┌──

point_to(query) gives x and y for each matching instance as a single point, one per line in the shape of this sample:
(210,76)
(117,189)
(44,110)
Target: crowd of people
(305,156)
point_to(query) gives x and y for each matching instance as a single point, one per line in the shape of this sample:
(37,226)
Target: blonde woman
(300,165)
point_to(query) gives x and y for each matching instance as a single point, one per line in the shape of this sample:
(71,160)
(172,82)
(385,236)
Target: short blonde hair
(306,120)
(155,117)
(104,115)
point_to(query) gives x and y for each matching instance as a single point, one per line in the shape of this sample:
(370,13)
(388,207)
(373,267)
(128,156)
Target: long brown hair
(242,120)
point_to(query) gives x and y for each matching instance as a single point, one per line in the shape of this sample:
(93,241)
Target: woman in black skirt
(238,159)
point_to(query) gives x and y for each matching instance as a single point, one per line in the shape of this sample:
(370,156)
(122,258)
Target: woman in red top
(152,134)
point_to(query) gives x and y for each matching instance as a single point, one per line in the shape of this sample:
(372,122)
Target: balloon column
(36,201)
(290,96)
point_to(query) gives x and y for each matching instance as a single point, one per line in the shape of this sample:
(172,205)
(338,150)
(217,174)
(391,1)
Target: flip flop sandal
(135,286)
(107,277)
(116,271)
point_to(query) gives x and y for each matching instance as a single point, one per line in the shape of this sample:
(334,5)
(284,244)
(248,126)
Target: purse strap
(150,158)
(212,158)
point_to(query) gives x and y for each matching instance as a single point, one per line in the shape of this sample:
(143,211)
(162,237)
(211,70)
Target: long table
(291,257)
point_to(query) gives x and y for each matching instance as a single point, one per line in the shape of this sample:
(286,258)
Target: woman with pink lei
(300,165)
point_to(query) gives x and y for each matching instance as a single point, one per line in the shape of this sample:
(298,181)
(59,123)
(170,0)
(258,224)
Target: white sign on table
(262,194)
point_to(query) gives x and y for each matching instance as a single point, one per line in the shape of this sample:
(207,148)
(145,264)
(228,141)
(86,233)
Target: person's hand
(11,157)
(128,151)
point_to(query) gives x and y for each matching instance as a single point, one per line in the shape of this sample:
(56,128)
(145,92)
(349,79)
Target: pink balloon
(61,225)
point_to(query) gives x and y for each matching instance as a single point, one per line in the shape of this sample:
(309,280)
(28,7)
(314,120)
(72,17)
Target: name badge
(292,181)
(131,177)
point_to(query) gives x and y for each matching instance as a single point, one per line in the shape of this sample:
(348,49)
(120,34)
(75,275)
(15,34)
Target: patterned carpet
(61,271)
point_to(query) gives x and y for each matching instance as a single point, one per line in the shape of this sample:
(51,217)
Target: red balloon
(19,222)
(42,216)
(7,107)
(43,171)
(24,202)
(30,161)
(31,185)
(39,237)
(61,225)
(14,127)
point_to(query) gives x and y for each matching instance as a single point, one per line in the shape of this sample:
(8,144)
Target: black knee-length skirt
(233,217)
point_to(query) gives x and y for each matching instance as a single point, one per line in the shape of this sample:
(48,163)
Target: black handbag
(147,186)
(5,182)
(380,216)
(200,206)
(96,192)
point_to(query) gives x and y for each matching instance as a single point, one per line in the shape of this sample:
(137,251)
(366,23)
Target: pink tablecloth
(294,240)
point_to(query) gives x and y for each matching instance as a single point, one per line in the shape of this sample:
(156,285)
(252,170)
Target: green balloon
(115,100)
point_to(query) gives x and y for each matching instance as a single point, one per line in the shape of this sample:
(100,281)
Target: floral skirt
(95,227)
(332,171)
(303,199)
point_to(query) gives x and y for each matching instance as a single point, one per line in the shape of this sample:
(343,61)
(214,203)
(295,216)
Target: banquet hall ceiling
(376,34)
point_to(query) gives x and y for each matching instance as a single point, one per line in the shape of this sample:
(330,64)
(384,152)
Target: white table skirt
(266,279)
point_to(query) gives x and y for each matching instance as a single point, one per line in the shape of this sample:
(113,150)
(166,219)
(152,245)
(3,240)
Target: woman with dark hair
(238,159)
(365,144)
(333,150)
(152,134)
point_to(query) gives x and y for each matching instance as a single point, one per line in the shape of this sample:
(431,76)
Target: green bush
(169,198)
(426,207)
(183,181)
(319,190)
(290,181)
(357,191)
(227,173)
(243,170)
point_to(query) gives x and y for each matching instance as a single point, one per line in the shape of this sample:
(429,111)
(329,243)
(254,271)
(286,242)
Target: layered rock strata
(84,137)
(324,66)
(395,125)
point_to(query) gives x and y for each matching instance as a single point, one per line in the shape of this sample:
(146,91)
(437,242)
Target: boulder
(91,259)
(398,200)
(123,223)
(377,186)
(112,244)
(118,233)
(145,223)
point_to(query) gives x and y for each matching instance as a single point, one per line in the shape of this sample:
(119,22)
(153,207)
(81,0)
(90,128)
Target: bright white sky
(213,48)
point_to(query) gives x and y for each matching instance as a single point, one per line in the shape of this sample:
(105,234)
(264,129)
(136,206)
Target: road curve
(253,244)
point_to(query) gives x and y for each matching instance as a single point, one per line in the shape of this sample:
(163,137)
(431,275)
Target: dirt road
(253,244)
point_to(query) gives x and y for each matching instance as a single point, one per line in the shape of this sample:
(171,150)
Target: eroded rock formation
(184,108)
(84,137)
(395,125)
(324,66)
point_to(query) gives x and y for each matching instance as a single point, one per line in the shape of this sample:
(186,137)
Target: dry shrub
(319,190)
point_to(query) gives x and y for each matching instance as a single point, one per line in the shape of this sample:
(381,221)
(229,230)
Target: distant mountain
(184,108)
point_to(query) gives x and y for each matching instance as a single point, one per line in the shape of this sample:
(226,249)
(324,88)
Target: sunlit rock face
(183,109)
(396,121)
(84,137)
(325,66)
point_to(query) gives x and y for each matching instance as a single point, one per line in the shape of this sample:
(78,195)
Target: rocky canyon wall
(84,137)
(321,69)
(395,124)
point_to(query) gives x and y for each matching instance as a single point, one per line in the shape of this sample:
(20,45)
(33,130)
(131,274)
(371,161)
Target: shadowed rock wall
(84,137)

└──

Task to carry out ▸ Reproduce the material precisely, including every line.

Solution for this exercise ▸
point_to(query) gives x and y for each matching instance as a single point, one per line in the shape of this sample:
(210,76)
(117,189)
(44,110)
Target: crowd of people
(305,156)
point_to(query) gives x and y for each matching instance as a single point, one per line in the shape of this sample:
(37,226)
Target: blonde woman
(300,165)
point_to(query) gives x and y for each matching instance as a single point, one per line in the shape of this sample:
(71,160)
(172,82)
(385,236)
Target: short blonde hair
(306,120)
(155,117)
(104,115)
point_to(query) gives x and y for each matching instance as a single point, one per line in the shape of this sample:
(370,13)
(388,207)
(373,267)
(128,156)
Target: long brown hair
(242,120)
point_to(query) gives x and y for each matching instance as a single point, one per line in the shape of this sample:
(93,241)
Target: woman in black skirt
(238,159)
point_to(query) gives x and y for each matching instance as a single point, one per line in the shape of this sample:
(370,156)
(122,258)
Target: woman in red top
(152,134)
point_to(query) gives x and y for each matching instance as a single point, one per line in the shape of this sample:
(372,122)
Target: balloon column
(36,201)
(290,96)
point_to(query) gives x and y for each matching instance as a single point, one per line in the shape of this sample:
(172,205)
(338,150)
(217,174)
(391,1)
Target: flip flop sandal
(135,286)
(107,277)
(116,271)
point_to(query) gives x and y for each matching instance as a single point, one per line in the shape of this sample:
(334,5)
(284,244)
(248,126)
Target: purse strap
(150,158)
(212,158)
point_to(query) gives x and y for each matching instance as a single point, one per line in the shape of this sample:
(143,211)
(162,237)
(211,70)
Target: long table
(291,257)
point_to(query) gives x and y for each matching instance as a single point, one per line in the shape of this sample:
(286,258)
Target: woman with pink lei
(300,165)
point_to(query) gives x and y for each matching instance as a single point, one per line in the shape of this sample:
(298,181)
(59,123)
(170,0)
(258,224)
Target: white sign on table
(262,194)
point_to(query) gives x and y for each matching instance as a single point, one per line in the shape of this sample:
(207,148)
(145,264)
(228,141)
(86,233)
Target: person's hand
(11,157)
(128,151)
point_to(query) gives x and y for each matching instance as a single point, one per line in the shape of this sample:
(56,128)
(145,92)
(349,79)
Target: pink balloon
(61,225)
point_to(query) gives x and y for each matching instance as a single point, one per line in the shape of this sample:
(309,280)
(28,7)
(314,120)
(72,17)
Target: name badge
(292,181)
(131,177)
point_to(query) gives x and y for each matching instance as a single point, one per line in the shape of this sample:
(348,49)
(120,34)
(75,275)
(15,34)
Target: patterned carpet
(61,271)
point_to(query) gives x and y for each matching instance as a single point, one per line in the shape of this sample:
(51,217)
Target: red balloon
(19,222)
(42,216)
(7,107)
(43,171)
(24,202)
(30,161)
(31,185)
(39,237)
(61,225)
(14,127)
point_to(query) gives x and y for each matching instance as a single point, one per line in the shape of this sample:
(8,144)
Target: black knee-length skirt
(233,217)
point_to(query) gives x and y for each matching instance as a single point, one per line in the shape of this sample:
(48,163)
Target: black handbag
(147,186)
(5,182)
(380,216)
(200,206)
(96,192)
point_to(query) gives x and y for each matching instance as a single point, one per line in the shape of this sample:
(137,251)
(366,23)
Target: pink tablecloth
(294,240)
point_to(query) gives x and y for each matching instance as a single point, one per line in the shape of this sample:
(156,285)
(252,170)
Target: green balloon
(115,100)
point_to(query) gives x and y for each matching instance as a single point, one per line in the shape of this sample:
(100,281)
Target: floral skirt
(95,227)
(332,171)
(303,199)
point_to(query) gives x and y for each matching instance as a single point, one per line in the shape of this sample:
(343,61)
(214,203)
(295,216)
Target: banquet hall ceiling
(376,34)
point_to(query) gives x and y for each matching instance as a single point, one per line in the shape of this sample:
(330,64)
(384,152)
Target: white table skirt
(266,279)
point_to(query) gives x and y for each matching instance as a single point, one per line in the shape of this sample:
(113,150)
(166,219)
(152,245)
(3,240)
Target: woman with dark hair
(238,159)
(365,144)
(333,150)
(152,134)
point_to(query) gives x and y for each matching instance as a single point, one per line in the shape of this sample:
(431,76)
Target: green bush
(169,198)
(426,207)
(183,181)
(319,190)
(290,181)
(357,191)
(227,173)
(243,170)
point_to(query) gives x and y for each matching instance as a single point, one per line in the shape of this sample:
(429,111)
(329,243)
(254,271)
(286,242)
Target: layered rock strata
(84,137)
(324,66)
(395,125)
point_to(query) gives x and y for each matching instance as a single point, one per line in the shape of this sample:
(146,91)
(437,242)
Target: boulder
(91,259)
(398,200)
(123,223)
(377,186)
(112,244)
(118,233)
(145,223)
point_to(query) gives x and y for each matching instance as a single point, one per line in the shape of this sample:
(119,22)
(153,207)
(81,0)
(90,128)
Target: bright white sky
(213,48)
point_to(query) gives x and y for each matching instance as a single point, one per line in the shape of this sample:
(105,234)
(264,129)
(136,206)
Target: road curve
(253,244)
point_to(query) gives x and y for each matching instance as a single point, one per line in the shape of this sample:
(163,137)
(431,275)
Target: dirt road
(253,244)
point_to(query) gives x and y for each matching instance as a single point, one per line in the shape of this sample:
(171,150)
Target: eroded rock formation
(184,108)
(84,137)
(395,125)
(324,66)
point_to(query) gives x and y for each matching instance as a single point, one per line in the shape of this sample:
(186,137)
Target: dry shrub
(319,190)
point_to(query) gives x and y for each matching instance as a single point, one per line in the shape of this sample:
(381,221)
(229,230)
Target: distant mountain
(184,108)
point_to(query) gives x and y for each matching instance as a single point, one per line in the shape of this sample:
(226,249)
(324,88)
Target: sunlit rock face
(183,109)
(396,121)
(84,137)
(325,66)
point_to(query) gives x and y for each matching instance as a single point, one per line in the shape of this sample:
(78,195)
Target: rocky canyon wall
(84,137)
(321,69)
(395,124)
point_to(query) gives x and y for each matching instance as a single point, one per line in the shape of this sample:
(20,45)
(33,130)
(131,274)
(371,161)
Target: shadowed rock wall
(84,137)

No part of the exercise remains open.